#### TESTO ESTRATTO
Il lavoro di Howard a pag. 224 pone a confronto retrospettivamente 170 pazienti ortesizzati trattati con tre corsetti differenti. Il PdV di Sibilla a pag. 228 è magistrale e da solo esaurisce ogni commento. In questa sede a noi solo rilevare che, di nuovo, le ortesi basse dimostrano più efficacia. Questo lavoro va secondo noi a sposarsi in pieno con quello successivo di Noonan a pag. 236, dove vengono rivisti i danni psicologici conseguenti al trattamento ortesico, posti a confronto con quelli del trattamento chirurgico. I segni, come si vede, e come già era noto da anni, ci sono e spesso risultano indelebili. Abbiamo già scritto diverse volte e qui ribadiamo: se anche l'efficacia fosse soltanto pari, dati gli indubbi e ben documentati danni psicologici del corsetto di Milwaukee, i corsetti bassi sono da preferire. La riduzione dell'handicap sociale dovuta alle benefiche conseguenze psicologiche è immediata; i vantaggi biomeccanici, che evitano la cifosi lombare e la lordosi dorsale (nei casi peggiori dei più antichi corsetti in cifosi lombare) e riducono il dorso piatto (nei casi migliori di Milwaukee più rispettosi della fisiologia del rachide), sono meno evidenti nel breve periodo ma altrettanto appariscenti sul lungo, usando corsetti che da un lato consentono più facilmente di rispettare l'assetto sagittale della colonna, dall'altro permettono di fare quella essenziale cinesiterapia in cifosi dorsale che il Milwaukee letteralmente impedisce.

#### RECORD DEL DATASET

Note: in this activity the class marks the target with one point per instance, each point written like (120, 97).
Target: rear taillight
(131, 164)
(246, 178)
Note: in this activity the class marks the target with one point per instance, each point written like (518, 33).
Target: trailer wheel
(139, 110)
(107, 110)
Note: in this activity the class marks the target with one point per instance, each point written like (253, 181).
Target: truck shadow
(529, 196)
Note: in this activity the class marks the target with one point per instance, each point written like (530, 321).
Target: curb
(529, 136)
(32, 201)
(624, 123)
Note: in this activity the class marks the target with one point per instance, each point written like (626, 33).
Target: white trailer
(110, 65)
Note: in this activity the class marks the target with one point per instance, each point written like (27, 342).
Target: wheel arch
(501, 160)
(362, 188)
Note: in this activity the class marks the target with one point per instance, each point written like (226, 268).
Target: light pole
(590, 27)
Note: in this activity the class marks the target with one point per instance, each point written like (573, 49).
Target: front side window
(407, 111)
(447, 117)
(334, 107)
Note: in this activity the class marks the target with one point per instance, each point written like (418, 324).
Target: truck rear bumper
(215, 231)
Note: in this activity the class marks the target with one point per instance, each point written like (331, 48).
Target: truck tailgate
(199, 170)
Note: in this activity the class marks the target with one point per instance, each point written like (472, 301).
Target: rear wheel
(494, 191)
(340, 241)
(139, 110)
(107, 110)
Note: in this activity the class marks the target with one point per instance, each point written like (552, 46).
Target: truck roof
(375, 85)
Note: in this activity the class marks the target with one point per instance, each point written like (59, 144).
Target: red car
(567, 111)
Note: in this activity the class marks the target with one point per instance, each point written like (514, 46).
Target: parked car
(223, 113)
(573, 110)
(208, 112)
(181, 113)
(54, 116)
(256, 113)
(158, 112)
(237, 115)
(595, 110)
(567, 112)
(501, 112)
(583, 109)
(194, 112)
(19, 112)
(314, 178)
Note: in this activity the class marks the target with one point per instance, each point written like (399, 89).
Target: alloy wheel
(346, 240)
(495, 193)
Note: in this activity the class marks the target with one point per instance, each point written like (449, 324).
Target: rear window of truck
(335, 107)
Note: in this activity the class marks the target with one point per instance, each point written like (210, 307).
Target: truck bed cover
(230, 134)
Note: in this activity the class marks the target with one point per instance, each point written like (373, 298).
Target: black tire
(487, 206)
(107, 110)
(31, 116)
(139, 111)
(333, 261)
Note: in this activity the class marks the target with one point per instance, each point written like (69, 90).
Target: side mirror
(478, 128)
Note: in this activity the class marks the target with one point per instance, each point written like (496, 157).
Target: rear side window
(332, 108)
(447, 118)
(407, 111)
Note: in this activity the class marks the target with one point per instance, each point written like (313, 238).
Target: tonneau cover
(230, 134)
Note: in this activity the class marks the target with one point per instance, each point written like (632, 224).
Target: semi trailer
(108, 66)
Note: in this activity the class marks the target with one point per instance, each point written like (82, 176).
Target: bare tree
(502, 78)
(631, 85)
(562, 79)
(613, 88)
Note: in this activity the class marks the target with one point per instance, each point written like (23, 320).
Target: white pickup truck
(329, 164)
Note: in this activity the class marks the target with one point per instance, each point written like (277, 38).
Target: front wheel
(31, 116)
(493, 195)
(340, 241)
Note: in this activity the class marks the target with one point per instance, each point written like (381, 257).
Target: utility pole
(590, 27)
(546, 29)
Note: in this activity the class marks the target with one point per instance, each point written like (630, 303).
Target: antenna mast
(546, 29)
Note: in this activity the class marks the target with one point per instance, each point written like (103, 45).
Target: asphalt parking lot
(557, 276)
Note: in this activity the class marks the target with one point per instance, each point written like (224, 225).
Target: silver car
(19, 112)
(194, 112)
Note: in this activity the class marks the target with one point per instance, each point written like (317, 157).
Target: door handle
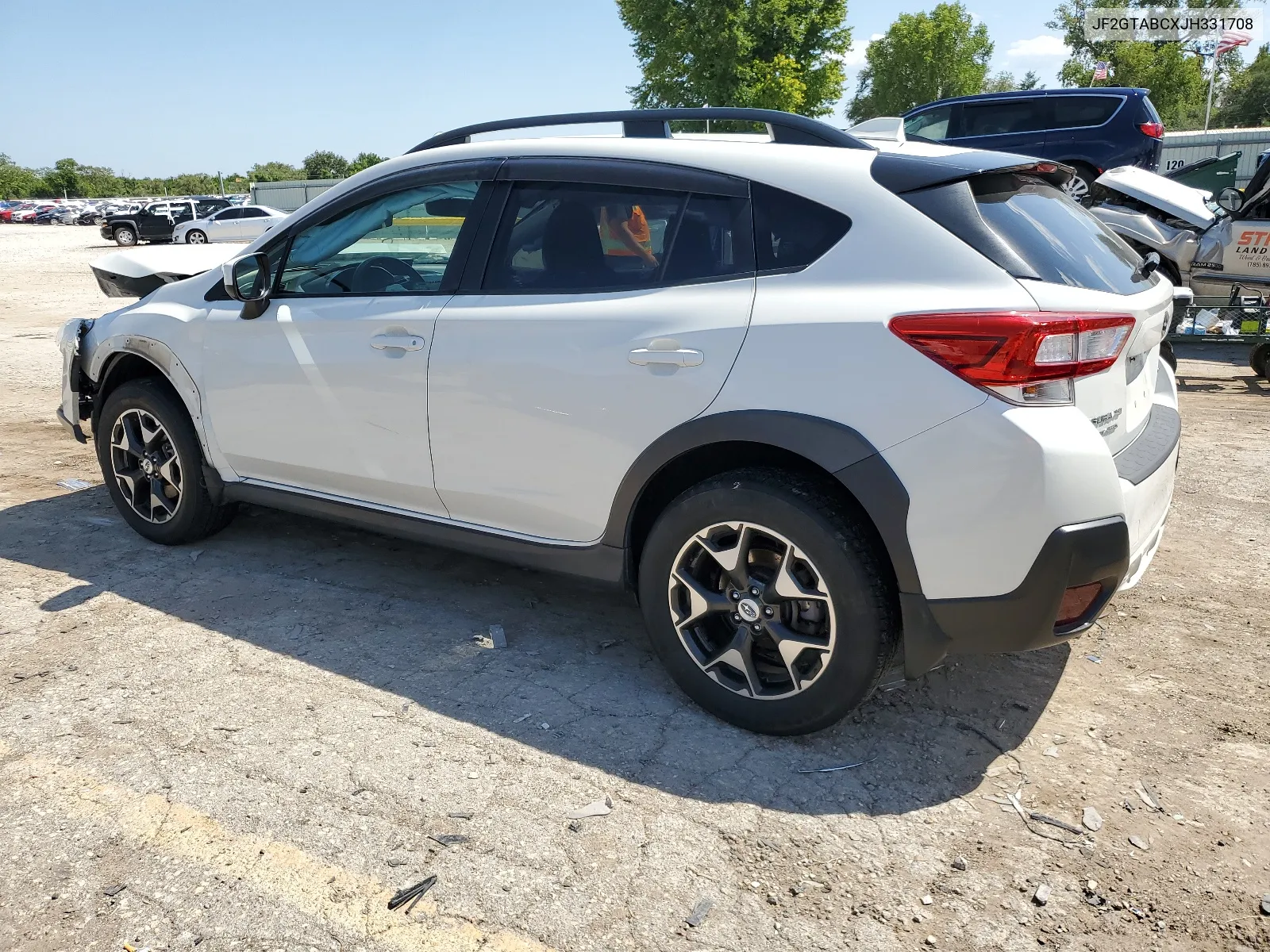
(400, 342)
(683, 357)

#### CONSEGNE
(a) Indica se ciascuna affermazione concorda con il testo sui corsetti e cita le parole decisive.
(i) Il lavoro di Howard confronta retrospettivamente 170 pazienti trattati con tre corsetti differenti.
(ii) Il lavoro di Noonan si trova a pag. 228.
(iii) Il corsetto di Milwaukee permette la cinesiterapia in cifosi dorsale.
(b) Per favore, riprendi il testo sui corsetti dopo la sua ultima frase e proseguilo.

#### LE TUE RISPOSTE
(a)
(i) Sì: «pone a confronto retrospettivamente 170 pazienti ortesizzati trattati con tre corsetti differenti»
(ii) No: «quello successivo di Noonan a pag. 236»
(iii) No: «quella essenziale cinesiterapia in cifosi dorsale che il Milwaukee letteralmente impedisce»

(b)
Il lavoro di Chêneau a pag. 229 presenta da un lato le idee cardine di questo “grande vecchio” delle ortesi per il rachide, ideatore e promotore di uno dei corsetti oggi prodotti che risultano migliori, più efficaci e più adattabili alle singole esigenze dei pazienti. Peraltro vi sono anche le involuzioni, che hanno cercato di fare di un corsetto semplice, basato su pochi principi cardine, e per questo universalmente applicabile, un qualcosa di più evoluto ma proprio per questo, secondo noi, anche un po' involuto nell'esagerato numero di camere di decompressione e di zone di spinta, nella perdita di una morfologia e di un assetto fisiologico del tronco che già di per sé consente di ottenere alcuni risultati fondamentali. Sicuramente la lettura è utile, però non tutto è condivisibile.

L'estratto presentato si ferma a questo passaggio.